EXERCISE:
Please copy each line from the entries that contains the string "instance".

INPUT DATA:
----

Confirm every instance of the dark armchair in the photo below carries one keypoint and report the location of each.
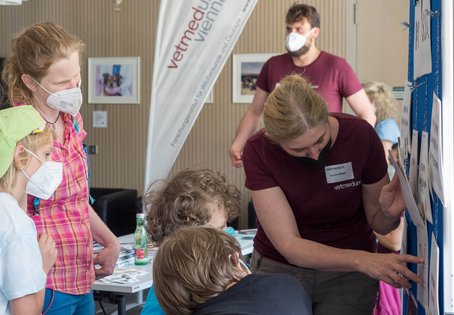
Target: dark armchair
(117, 208)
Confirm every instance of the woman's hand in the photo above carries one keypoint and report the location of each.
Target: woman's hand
(391, 268)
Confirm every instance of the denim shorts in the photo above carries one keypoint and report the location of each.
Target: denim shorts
(340, 293)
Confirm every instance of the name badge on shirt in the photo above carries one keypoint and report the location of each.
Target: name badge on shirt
(339, 172)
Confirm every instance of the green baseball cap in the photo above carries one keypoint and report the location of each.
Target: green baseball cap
(15, 124)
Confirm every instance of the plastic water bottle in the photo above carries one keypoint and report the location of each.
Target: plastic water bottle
(140, 241)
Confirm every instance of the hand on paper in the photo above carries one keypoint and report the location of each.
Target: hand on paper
(391, 268)
(106, 259)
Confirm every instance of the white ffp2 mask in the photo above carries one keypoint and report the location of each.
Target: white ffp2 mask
(295, 41)
(45, 180)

----

RESPONSE BOX:
Confirm every instance of the dark armchair in the photo below carries one keypoint and report the location of each.
Confirm every instance of the woman's hand in the photo above carries one keypoint and report the location of each.
Confirm every instance of the denim shorts in the photo above carries one keypoint and report the location of each.
Confirm every instance of the name badge on shirt in the photo above carries one keypoint and report the location of each.
Confirm every instance of the green baseball cap in the photo above carries one keypoint and report the location of each.
Confirm every instance of the plastic water bottle in the photo above carries one keypoint and report the location of each.
Confirm every instance of the hand on paper in the photo above carries one keypoint and report the location of each.
Confirm every instance of the white ffp2 mask in the photo above carries one keypoint and report the location of each.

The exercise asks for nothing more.